Rows from a point labeling set>
........
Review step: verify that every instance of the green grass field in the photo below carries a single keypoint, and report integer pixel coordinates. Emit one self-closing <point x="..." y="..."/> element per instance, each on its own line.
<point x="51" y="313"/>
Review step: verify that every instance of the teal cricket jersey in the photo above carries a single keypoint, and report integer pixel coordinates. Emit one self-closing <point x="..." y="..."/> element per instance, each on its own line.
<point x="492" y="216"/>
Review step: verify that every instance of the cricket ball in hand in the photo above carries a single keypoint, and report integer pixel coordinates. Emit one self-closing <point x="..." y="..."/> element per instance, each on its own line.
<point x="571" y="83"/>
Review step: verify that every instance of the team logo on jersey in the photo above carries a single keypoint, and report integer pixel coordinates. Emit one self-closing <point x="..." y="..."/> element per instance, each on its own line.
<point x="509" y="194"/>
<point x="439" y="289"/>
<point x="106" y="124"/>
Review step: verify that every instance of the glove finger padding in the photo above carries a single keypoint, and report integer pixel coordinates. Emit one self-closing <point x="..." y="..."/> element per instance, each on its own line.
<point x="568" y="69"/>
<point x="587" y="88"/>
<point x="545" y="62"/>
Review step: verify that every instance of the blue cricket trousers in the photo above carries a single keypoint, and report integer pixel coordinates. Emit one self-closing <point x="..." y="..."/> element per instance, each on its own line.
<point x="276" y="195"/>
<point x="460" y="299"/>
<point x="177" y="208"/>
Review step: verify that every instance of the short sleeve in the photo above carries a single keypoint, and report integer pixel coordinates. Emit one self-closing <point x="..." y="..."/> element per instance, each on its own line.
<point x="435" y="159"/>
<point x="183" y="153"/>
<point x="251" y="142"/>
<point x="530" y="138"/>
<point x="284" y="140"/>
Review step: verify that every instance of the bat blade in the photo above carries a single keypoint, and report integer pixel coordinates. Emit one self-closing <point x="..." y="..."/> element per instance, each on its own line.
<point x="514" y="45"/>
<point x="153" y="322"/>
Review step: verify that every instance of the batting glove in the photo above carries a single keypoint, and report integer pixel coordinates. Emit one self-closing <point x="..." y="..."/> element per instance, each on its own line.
........
Written request>
Reproduce all of the rows above verbatim, in their original order.

Final result>
Review step: verify that every instance of the green grass field in the photo below carries a single keypoint, and report integer pixel coordinates. Emit one self-closing <point x="..." y="..."/> element per instance, each on its own line.
<point x="51" y="313"/>
Review step: verify that every instance of the teal cricket jersey in the photo above carries a single keypoint, and report integer pixel coordinates. Emit one self-closing <point x="..." y="..."/> element per instance, each on its own line.
<point x="492" y="216"/>
Review step: verify that every instance of the cricket ball in hand in the photo above carries a single keypoint, and report integer pixel coordinates. Emit one self-closing <point x="..." y="..."/> element per instance, each on its own line.
<point x="571" y="83"/>
Review step: verify that every instance of the team logo on jersey in the photo above carries a single keypoint, and report integer pixel coordinates. Emit one self-closing <point x="..." y="..."/> element per instance, each on its own line.
<point x="509" y="194"/>
<point x="439" y="289"/>
<point x="106" y="124"/>
Review step: verify that every instance of the glove finger padding in the photo above carries a single keypoint, and report integer pixel coordinates. Emit one self-closing <point x="..." y="..."/> element per instance, each on its own line.
<point x="568" y="69"/>
<point x="587" y="88"/>
<point x="545" y="62"/>
Review step: verify that every instance of the blue cricket trousers in the photo above carries a single keypoint, and report integer pixel coordinates. Emit one self-closing <point x="..." y="..."/> element per instance, each on its own line.
<point x="276" y="195"/>
<point x="460" y="299"/>
<point x="177" y="208"/>
Review step: verify that every instance of the short sleeve in the photo above carries a single keypoint, and report integer pixel coordinates. Emit one self-closing <point x="..." y="..."/> element per instance, each on its own line.
<point x="435" y="159"/>
<point x="183" y="153"/>
<point x="251" y="142"/>
<point x="530" y="138"/>
<point x="284" y="140"/>
Review step: verify that every instance of the bat blade in the photo above carries a single keypoint, and report integer pixel coordinates. Emit one self-closing <point x="..." y="..."/> element per instance, each on its own line.
<point x="514" y="45"/>
<point x="153" y="322"/>
Review step: verify that every instance of the batting glove in the photo above carries a single keypoint, and report integer pixel coordinates. Emit one self-closing <point x="..." y="..."/> element per instance, each on its own line.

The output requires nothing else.